## Exercise
Each line of the data needs to be transcribed exactly.

## Records shown
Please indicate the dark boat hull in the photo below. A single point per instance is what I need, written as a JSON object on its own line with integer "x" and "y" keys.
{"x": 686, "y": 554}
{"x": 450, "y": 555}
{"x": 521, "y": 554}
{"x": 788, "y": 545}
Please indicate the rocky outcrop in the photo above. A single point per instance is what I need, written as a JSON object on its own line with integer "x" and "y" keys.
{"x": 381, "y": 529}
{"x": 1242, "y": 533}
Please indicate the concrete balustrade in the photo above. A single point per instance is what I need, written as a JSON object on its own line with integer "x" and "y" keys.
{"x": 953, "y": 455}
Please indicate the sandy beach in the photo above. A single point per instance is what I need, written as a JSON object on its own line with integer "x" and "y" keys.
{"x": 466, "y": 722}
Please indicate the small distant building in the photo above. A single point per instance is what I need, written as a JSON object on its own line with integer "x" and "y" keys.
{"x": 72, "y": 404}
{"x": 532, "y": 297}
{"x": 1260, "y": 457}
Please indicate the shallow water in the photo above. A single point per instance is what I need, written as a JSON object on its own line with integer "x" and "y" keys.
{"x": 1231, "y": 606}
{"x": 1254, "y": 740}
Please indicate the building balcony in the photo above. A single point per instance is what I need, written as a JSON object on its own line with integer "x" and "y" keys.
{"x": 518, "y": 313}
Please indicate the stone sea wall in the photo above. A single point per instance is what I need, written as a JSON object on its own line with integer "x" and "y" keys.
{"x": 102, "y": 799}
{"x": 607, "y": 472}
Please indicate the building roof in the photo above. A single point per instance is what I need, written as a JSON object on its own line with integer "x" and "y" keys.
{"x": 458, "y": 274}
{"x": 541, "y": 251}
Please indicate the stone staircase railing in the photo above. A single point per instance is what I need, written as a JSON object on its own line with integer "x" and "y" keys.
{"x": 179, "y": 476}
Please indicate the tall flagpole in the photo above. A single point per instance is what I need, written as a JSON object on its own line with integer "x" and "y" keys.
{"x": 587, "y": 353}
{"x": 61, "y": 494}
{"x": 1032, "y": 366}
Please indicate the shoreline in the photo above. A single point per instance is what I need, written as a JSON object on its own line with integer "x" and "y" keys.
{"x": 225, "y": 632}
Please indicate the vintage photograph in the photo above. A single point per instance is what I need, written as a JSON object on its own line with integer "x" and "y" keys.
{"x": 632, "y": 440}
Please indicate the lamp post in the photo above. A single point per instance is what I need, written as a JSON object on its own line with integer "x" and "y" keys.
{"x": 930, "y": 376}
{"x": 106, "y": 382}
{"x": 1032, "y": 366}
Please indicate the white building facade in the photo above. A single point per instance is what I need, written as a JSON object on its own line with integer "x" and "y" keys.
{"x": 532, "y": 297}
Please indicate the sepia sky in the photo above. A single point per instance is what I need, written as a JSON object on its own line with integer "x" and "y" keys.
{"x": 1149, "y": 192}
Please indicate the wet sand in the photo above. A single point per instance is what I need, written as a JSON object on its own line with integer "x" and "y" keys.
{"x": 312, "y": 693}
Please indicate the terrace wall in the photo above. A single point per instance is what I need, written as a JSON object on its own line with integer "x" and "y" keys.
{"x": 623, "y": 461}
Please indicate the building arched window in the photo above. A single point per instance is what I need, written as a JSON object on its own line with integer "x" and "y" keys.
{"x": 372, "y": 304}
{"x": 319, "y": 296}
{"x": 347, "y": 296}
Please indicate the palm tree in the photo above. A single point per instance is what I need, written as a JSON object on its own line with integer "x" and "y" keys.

## Answer space
Please indicate the dark boat hull in the photo below. A single point per instance is what I need, written as a JSON object on its own line with integer "x" and "y" keys.
{"x": 686, "y": 554}
{"x": 450, "y": 555}
{"x": 521, "y": 554}
{"x": 788, "y": 545}
Please indicate the rocky outcrop in the photo above. A single point per instance is what I need, written as a JSON object on its own line with integer "x" and "y" keys.
{"x": 381, "y": 529}
{"x": 1242, "y": 533}
Please indicate the concrete balustrade in the photo above. A single point per instance is what I need, written as a JSON object on its own line with integer "x" and "y" keys.
{"x": 953, "y": 455}
Please indicate the sandy beach in the photo above. A single point per instance is what I need, written as a JSON object on its own line with integer "x" and "y" keys.
{"x": 466, "y": 722}
Please indicate the small distant building in the photo above. A single point per instance is what I need, written as a JSON object on its own line with integer "x" and "y" keys.
{"x": 72, "y": 404}
{"x": 532, "y": 297}
{"x": 1260, "y": 457}
Please indicate the shallow water in the photo above. A single point per instance is what I need, written as a JSON object on its own line with integer "x" and "y" keys.
{"x": 1231, "y": 606}
{"x": 1254, "y": 740}
Please indicate the building balcony in the photo above. A single point per instance is what I need, written as a JSON object on its own line with integer "x" and "y" keys.
{"x": 518, "y": 313}
Please indicate the stone sea wall in the photo above. A single point per instance is what I need, written as a JSON object on its own line with integer "x" and "y" keys.
{"x": 102, "y": 799}
{"x": 607, "y": 472}
Please indicate the building roof in the photo above. A single point per instance is what I need, written as a JSON object on its own line with integer "x" and "y" keys.
{"x": 458, "y": 274}
{"x": 541, "y": 251}
Please indicate the stone staircase railing in the photo above. A single point per instance is what I need, written as a JSON object on its own line with integer "x" and "y" keys.
{"x": 179, "y": 476}
Please indicate the tall flagpole in the photo above. A single point per instance is what I need, written as a JSON object on its own line with integer "x" and "y" keys.
{"x": 587, "y": 353}
{"x": 61, "y": 494}
{"x": 1032, "y": 366}
Please indicate the shoreline in the photo above. A single point per instance is what I need, written as a JSON object on its own line with integer "x" and "y" keys.
{"x": 225, "y": 632}
Please indicate the vintage photograph in the photo above. A single point per instance is what I need, written as a JSON object on its own line with integer "x" and "y" keys.
{"x": 632, "y": 440}
Please indicate the lamp post in the photo above. A single point per instance is what I need, written as a JSON object on its own line with integer "x" and "y" keys.
{"x": 930, "y": 376}
{"x": 106, "y": 382}
{"x": 1032, "y": 366}
Please indicate the white building facade in the photo above. A single point per instance is what I need, written as a JSON object on its own line with integer "x" and "y" keys.
{"x": 532, "y": 297}
Please indicate the sepia sky in the photo above. A single point per instance is what I need, written as a JSON object on its own line with integer "x" and "y" keys.
{"x": 1149, "y": 192}
Please indicate the wet sand in the photo above. A single point per instance is what I need, written as a JSON object on its own line with integer "x" and "y" keys.
{"x": 312, "y": 693}
Please indicate the terrace wall in the photo above. A single point per instance is what I need, written as a JSON object on its own line with integer "x" and "y" keys.
{"x": 623, "y": 461}
Please indicate the building arched window in the photo above. A single point per instance is what I need, written as a JSON object on its own line with integer "x" and "y" keys.
{"x": 372, "y": 304}
{"x": 319, "y": 296}
{"x": 347, "y": 296}
Please indicate the palm tree in the photo above. A single point per instance is what I need, written as a JSON object on its own line with integer "x" and "y" keys.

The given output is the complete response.